Request: Write out every line of the material below word for word, without changing anything.

Dataset records:
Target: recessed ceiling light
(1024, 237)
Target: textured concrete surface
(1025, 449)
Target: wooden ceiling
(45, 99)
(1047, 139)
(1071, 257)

Result:
Target: recessed ceiling light
(1024, 237)
Target: textured concrete surface
(1025, 449)
Target: wooden ceiling
(45, 99)
(1047, 139)
(1071, 257)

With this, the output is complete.